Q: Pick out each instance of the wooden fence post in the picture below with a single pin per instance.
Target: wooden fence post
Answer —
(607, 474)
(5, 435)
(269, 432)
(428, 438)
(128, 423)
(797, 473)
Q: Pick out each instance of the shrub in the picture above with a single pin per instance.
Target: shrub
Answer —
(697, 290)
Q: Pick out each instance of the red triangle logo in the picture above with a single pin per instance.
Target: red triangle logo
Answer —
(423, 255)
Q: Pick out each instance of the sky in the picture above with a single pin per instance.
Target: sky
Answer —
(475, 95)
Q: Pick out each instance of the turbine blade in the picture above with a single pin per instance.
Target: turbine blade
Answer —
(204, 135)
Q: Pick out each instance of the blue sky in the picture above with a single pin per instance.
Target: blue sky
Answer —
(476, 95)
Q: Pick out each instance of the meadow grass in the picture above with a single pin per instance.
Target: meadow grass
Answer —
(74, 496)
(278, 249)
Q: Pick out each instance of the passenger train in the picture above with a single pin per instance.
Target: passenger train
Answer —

TASK OBJECTIVE :: What is the number of lines above that contain "Pick"? Reply with that number only.

ANSWER SPACE :: 8